* _INPUT DATA_:

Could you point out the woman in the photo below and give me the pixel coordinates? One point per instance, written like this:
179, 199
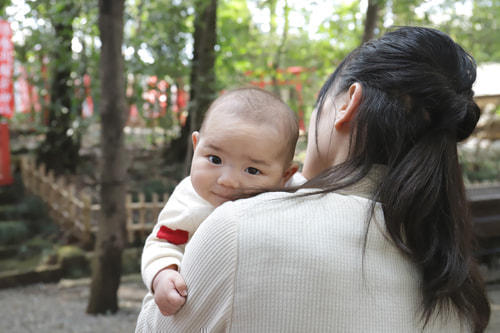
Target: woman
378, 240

---

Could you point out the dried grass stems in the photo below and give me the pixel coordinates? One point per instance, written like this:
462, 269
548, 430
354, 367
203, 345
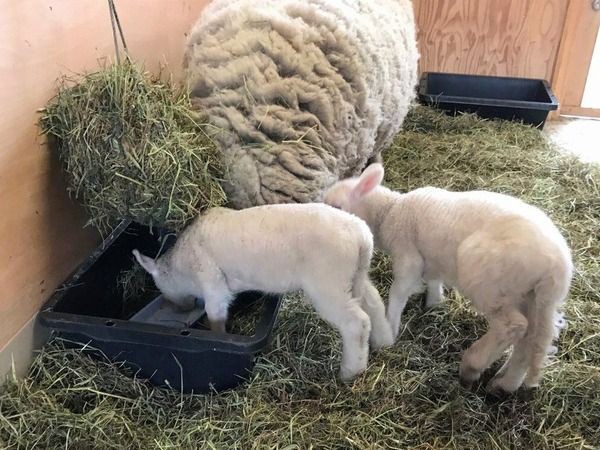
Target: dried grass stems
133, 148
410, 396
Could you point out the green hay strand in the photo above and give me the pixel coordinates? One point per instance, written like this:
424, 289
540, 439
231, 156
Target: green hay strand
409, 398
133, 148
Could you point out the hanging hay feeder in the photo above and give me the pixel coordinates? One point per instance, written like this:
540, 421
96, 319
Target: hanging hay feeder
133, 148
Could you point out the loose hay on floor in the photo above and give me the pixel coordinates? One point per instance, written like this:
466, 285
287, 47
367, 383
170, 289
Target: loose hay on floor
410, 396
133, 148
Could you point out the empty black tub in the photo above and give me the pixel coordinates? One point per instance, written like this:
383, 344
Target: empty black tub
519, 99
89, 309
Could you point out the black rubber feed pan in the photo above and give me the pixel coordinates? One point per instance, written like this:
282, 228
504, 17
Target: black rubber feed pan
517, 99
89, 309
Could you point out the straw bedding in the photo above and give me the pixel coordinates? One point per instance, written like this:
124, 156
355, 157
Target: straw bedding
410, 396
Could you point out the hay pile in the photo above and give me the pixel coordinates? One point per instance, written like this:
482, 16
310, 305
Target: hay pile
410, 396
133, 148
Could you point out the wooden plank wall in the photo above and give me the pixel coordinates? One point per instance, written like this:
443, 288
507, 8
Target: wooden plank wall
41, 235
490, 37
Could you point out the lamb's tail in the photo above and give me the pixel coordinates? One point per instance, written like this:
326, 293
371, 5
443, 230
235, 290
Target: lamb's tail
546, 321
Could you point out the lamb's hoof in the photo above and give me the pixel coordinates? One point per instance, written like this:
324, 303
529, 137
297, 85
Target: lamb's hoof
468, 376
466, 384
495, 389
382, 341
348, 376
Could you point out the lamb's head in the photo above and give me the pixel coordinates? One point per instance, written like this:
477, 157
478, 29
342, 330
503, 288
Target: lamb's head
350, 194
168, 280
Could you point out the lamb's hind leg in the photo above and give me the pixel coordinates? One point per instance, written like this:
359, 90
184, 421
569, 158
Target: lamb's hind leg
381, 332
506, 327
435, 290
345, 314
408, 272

...

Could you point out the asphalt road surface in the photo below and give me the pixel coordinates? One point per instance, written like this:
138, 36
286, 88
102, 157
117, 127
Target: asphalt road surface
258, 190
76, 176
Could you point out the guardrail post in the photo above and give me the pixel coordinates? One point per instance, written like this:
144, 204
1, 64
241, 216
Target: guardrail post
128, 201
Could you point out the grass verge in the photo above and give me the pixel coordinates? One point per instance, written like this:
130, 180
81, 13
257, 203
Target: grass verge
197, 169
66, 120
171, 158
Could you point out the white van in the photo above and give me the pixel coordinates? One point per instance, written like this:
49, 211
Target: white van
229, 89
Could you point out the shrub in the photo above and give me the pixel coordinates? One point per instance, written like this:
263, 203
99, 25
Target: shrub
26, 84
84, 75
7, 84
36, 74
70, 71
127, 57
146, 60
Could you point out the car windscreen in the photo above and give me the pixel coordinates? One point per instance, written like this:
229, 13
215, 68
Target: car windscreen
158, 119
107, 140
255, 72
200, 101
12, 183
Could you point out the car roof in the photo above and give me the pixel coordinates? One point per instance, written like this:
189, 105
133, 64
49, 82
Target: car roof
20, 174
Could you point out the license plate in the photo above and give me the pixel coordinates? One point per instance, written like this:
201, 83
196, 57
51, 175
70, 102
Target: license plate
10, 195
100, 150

* _GIVEN REQUEST_:
Return every line of the data above that contains the string "verge". Matching is case-sensitive.

* _RESPONSE FOR THIS EXERCISE_:
Could you point out the grass verge in the photo above and give me the pixel coordinates? One point per instance, written like this:
Target: grass verge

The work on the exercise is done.